[Recorded Data]

----------------------------------------

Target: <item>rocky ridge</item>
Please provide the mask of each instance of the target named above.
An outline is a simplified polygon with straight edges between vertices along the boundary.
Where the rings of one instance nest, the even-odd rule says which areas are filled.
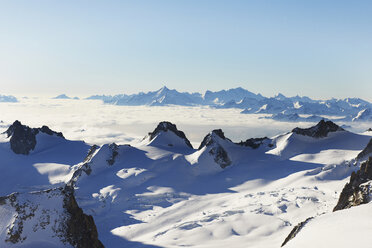
[[[39,133],[45,133],[48,135],[56,135],[64,138],[60,132],[55,132],[47,126],[41,128],[30,128],[29,126],[22,125],[22,123],[16,120],[9,128],[5,131],[7,137],[10,137],[10,148],[16,154],[28,155],[30,151],[36,147],[36,135]]]
[[[225,134],[221,129],[216,129],[204,137],[198,150],[207,147],[209,149],[209,154],[213,156],[214,161],[219,164],[221,168],[225,168],[231,165],[232,162],[226,150],[219,143],[219,139],[231,142],[231,140],[225,137]]]
[[[296,127],[292,130],[293,133],[314,137],[324,138],[327,137],[330,132],[345,131],[345,129],[339,127],[332,121],[321,120],[317,125],[310,128],[299,128]]]
[[[368,203],[371,194],[370,182],[372,180],[372,157],[362,163],[357,172],[353,172],[350,181],[343,188],[337,205],[333,211],[347,209],[360,204]]]

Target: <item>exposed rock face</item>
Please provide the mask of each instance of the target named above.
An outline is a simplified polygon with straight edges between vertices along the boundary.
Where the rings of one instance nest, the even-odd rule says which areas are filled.
[[[226,140],[225,134],[222,132],[222,130],[221,129],[215,129],[210,134],[208,134],[207,136],[204,137],[204,139],[203,139],[202,143],[200,144],[198,150],[200,150],[204,146],[209,146],[209,145],[213,144],[215,142],[214,139],[213,139],[214,135],[220,137],[223,140]]]
[[[69,187],[74,187],[76,181],[79,179],[81,174],[85,172],[88,176],[92,173],[92,168],[90,167],[90,162],[92,161],[93,155],[99,149],[99,146],[93,145],[90,147],[87,156],[84,159],[83,164],[77,169],[72,175],[70,181],[67,183]]]
[[[270,141],[269,138],[267,137],[264,137],[264,138],[251,138],[251,139],[247,139],[246,141],[241,141],[239,143],[237,143],[238,145],[240,146],[248,146],[248,147],[251,147],[253,149],[257,149],[259,148],[261,145],[264,144],[265,141]],[[273,144],[268,144],[269,147],[272,147]]]
[[[48,135],[57,135],[64,138],[62,133],[54,132],[47,126],[42,126],[41,128],[30,128],[22,125],[18,120],[5,131],[8,137],[11,137],[10,147],[13,152],[24,155],[28,155],[30,151],[35,149],[36,135],[39,132]]]
[[[77,205],[71,187],[12,193],[0,197],[0,210],[13,216],[11,223],[0,223],[1,247],[28,247],[33,242],[54,243],[58,247],[104,247],[98,240],[93,218]]]
[[[330,132],[345,131],[332,121],[321,120],[317,125],[310,128],[299,128],[296,127],[292,130],[293,133],[300,135],[310,136],[314,138],[324,138],[328,136]]]
[[[360,204],[368,203],[371,190],[367,182],[372,180],[372,157],[364,162],[360,169],[353,172],[350,182],[347,183],[341,192],[340,198],[333,211],[347,209]]]
[[[64,208],[70,214],[66,223],[67,241],[76,248],[103,248],[98,240],[97,227],[93,217],[83,213],[78,206],[73,188],[66,186],[64,189]]]
[[[372,155],[372,139],[368,142],[366,148],[358,154],[357,160],[362,160],[368,155]]]
[[[310,218],[307,218],[305,221],[303,222],[300,222],[299,224],[297,224],[293,229],[292,231],[289,233],[289,235],[285,238],[283,244],[282,244],[282,247],[288,243],[288,241],[290,241],[291,239],[293,239],[294,237],[296,237],[296,235],[301,231],[301,229],[310,221],[312,220],[313,217],[310,217]]]
[[[155,128],[155,130],[152,133],[149,133],[150,140],[154,139],[160,132],[168,131],[173,132],[175,135],[183,139],[188,147],[193,148],[190,141],[186,138],[185,133],[178,130],[175,124],[168,121],[160,122],[158,126]]]
[[[218,138],[217,138],[218,137]],[[218,139],[230,141],[225,137],[225,134],[222,132],[221,129],[213,130],[203,139],[202,143],[199,146],[199,150],[203,147],[210,148],[209,154],[213,156],[214,161],[221,166],[221,168],[225,168],[231,165],[231,159],[229,158],[226,150],[219,144]]]

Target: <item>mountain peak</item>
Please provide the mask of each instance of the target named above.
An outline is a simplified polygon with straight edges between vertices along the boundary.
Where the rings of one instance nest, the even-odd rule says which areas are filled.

----------------------------------------

Stated exercise: Convert the lines above into a numbered list, omitting the blank lines and leaving out the pictures.

Result below:
1. Target: <item>rocky ridge</item>
2. Please provide the mask of each instance of the target named above.
3. An outline is a simplified polygon with straight edges between vertices along the boundary.
4. Where the rings of one instance nest, the even-odd rule says which areas are filled.
5. [[[39,133],[45,133],[48,135],[56,135],[64,138],[60,132],[55,132],[47,126],[41,128],[30,128],[29,126],[22,125],[22,123],[16,120],[9,128],[5,131],[7,137],[10,137],[10,148],[16,154],[28,155],[30,151],[36,147],[36,135]]]
6. [[[225,134],[221,129],[216,129],[204,137],[198,150],[207,147],[209,149],[209,154],[213,156],[214,161],[219,164],[221,168],[225,168],[231,165],[232,162],[226,150],[219,143],[219,139],[231,142],[231,140],[225,137]]]
7. [[[296,127],[292,130],[293,133],[314,137],[324,138],[327,137],[330,132],[345,131],[345,129],[339,127],[332,121],[321,120],[317,125],[310,128],[299,128]]]
8. [[[368,203],[371,194],[370,182],[372,180],[372,157],[362,163],[357,172],[353,172],[350,181],[343,188],[337,205],[333,211],[347,209],[360,204]]]
9. Target: <item>exposed rock face</item>
10. Please provide the mask of each instance of the target named above.
11. An outline is a simplified polygon with straight edges between vertices along the boundary.
12. Where the rings of one instance nest, the even-odd rule says which areas are filled.
13. [[[226,140],[225,134],[222,132],[222,130],[221,129],[215,129],[210,134],[208,134],[207,136],[204,137],[204,139],[203,139],[202,143],[200,144],[198,150],[200,150],[204,146],[209,146],[209,145],[213,144],[215,142],[214,139],[213,139],[214,135],[220,137],[223,140]]]
14. [[[69,187],[74,187],[76,181],[79,179],[81,174],[85,172],[88,176],[92,173],[92,168],[90,167],[90,162],[92,161],[93,155],[99,149],[99,146],[93,145],[90,147],[87,156],[84,159],[83,164],[77,169],[72,175],[70,181],[67,183]]]
15. [[[270,141],[269,138],[267,137],[264,137],[264,138],[251,138],[251,139],[247,139],[246,141],[241,141],[239,143],[237,143],[238,145],[240,146],[248,146],[248,147],[251,147],[253,149],[257,149],[259,148],[261,145],[264,144],[265,141]],[[273,144],[268,144],[269,147],[272,147]]]
16. [[[48,135],[57,135],[64,138],[62,133],[54,132],[47,126],[42,126],[41,128],[30,128],[22,125],[18,120],[5,131],[8,137],[11,137],[10,147],[13,152],[24,155],[28,155],[30,151],[35,149],[36,135],[39,132]]]
17. [[[77,205],[71,187],[12,193],[0,197],[0,210],[13,216],[11,223],[0,223],[1,247],[28,247],[33,242],[54,243],[58,247],[104,247],[98,240],[93,218]]]
18. [[[330,132],[345,131],[332,121],[321,120],[317,125],[310,128],[299,128],[296,127],[292,130],[293,133],[300,135],[310,136],[314,138],[324,138],[328,136]]]
19. [[[360,204],[368,203],[371,190],[367,182],[372,180],[372,157],[364,162],[360,169],[353,172],[350,182],[347,183],[341,192],[340,198],[333,211],[347,209]]]
20. [[[64,208],[70,214],[66,223],[67,241],[76,248],[103,248],[98,240],[97,227],[93,217],[83,213],[78,206],[73,188],[66,186],[64,189]]]
21. [[[372,155],[372,139],[368,142],[366,148],[358,154],[357,160],[362,160],[368,155]]]
22. [[[310,218],[307,218],[305,221],[303,222],[300,222],[299,224],[297,224],[293,229],[292,231],[289,233],[289,235],[285,238],[283,244],[282,244],[282,247],[288,243],[288,241],[290,241],[291,239],[293,239],[294,237],[296,237],[296,235],[301,231],[301,229],[310,221],[312,220],[313,217],[310,217]]]
23. [[[155,128],[155,130],[152,133],[149,133],[150,140],[154,139],[160,132],[168,131],[173,132],[175,135],[183,139],[188,147],[193,148],[190,141],[186,138],[185,133],[178,130],[175,124],[168,121],[160,122],[158,126]]]
24. [[[218,138],[217,138],[218,137]],[[218,139],[230,141],[225,137],[225,134],[222,132],[221,129],[213,130],[203,139],[202,143],[199,146],[199,150],[203,147],[210,148],[209,154],[213,156],[214,161],[221,166],[221,168],[225,168],[231,165],[231,159],[229,158],[226,150],[219,144]]]
25. Target: <item>mountain peak</item>
26. Please provide the mask of each instance of the target named above.
27. An outline is a simplified polygon with straight edges between vertices along the boundary.
28. Where the rings of one instance nest, the even-odd rule says which areas are filled.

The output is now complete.